Abstract 12554: Circulating Eosinophil Count is Associated With Thoracic Aortic Wall Thickness Evaluated by Computed Tomography
Background and Purpose: Eosinophil count is known to be increased in various forms of arteritis/aortitis that may potentially lead to vascular wall thickening. We investigated whether circulating eosinophil count is associated with aortic wall thickness.
Methods: Subjects who underwent 320 detector-row computer tomography (Toshiba Medical Systems, Tokyo, Japan) to evaluate the coronary artery were enrolled in the study. Aortic wall thickness was measured perpendicularly to the center of the aorta in the axial image. The protruding atheroma was defined as the maximum aortic wall thickness of ≥4 mm with irregular surface.

## EXCERPTED RECORDS

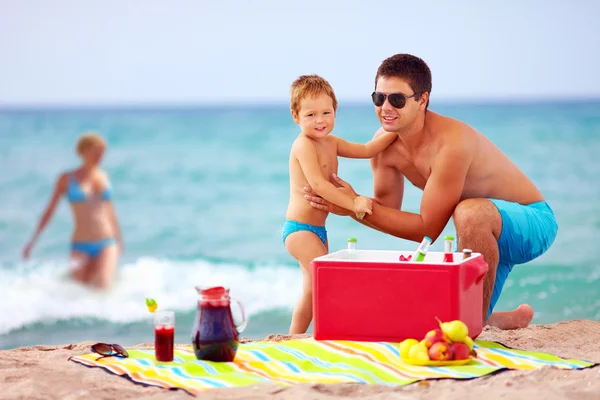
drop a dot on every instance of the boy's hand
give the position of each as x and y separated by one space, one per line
362 205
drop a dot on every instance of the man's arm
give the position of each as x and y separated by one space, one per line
368 150
441 195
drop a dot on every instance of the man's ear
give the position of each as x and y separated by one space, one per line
295 116
424 100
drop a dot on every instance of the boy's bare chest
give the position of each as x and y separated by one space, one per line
327 156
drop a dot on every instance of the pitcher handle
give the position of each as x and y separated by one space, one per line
240 328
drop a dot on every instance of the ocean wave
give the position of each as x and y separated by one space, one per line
42 293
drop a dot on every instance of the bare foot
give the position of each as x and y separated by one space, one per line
516 319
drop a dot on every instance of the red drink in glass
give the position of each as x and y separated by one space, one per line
164 335
164 341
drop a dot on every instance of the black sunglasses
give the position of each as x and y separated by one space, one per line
397 100
109 350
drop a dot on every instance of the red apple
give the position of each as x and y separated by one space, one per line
440 351
460 351
434 336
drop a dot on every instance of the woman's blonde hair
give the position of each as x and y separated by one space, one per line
88 140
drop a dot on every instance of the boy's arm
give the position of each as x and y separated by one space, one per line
368 150
309 162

## EXERCISE GOAL
Rewrite the abstract from "Abstract 12554: Circulating" to "with irregular surface.", changing "coronary artery" to "carotid artery". Answer using nothing but the abstract.

## REPLY
Abstract 12554: Circulating Eosinophil Count is Associated With Thoracic Aortic Wall Thickness Evaluated by Computed Tomography
Background and Purpose: Eosinophil count is known to be increased in various forms of arteritis/aortitis that may potentially lead to vascular wall thickening. We investigated whether circulating eosinophil count is associated with aortic wall thickness.
Methods: Subjects who underwent 320 detector-row computer tomography (Toshiba Medical Systems, Tokyo, Japan) to evaluate the carotid artery were enrolled in the study. Aortic wall thickness was measured perpendicularly to the center of the aorta in the axial image. The protruding atheroma was defined as the maximum aortic wall thickness of ≥4 mm with irregular surface.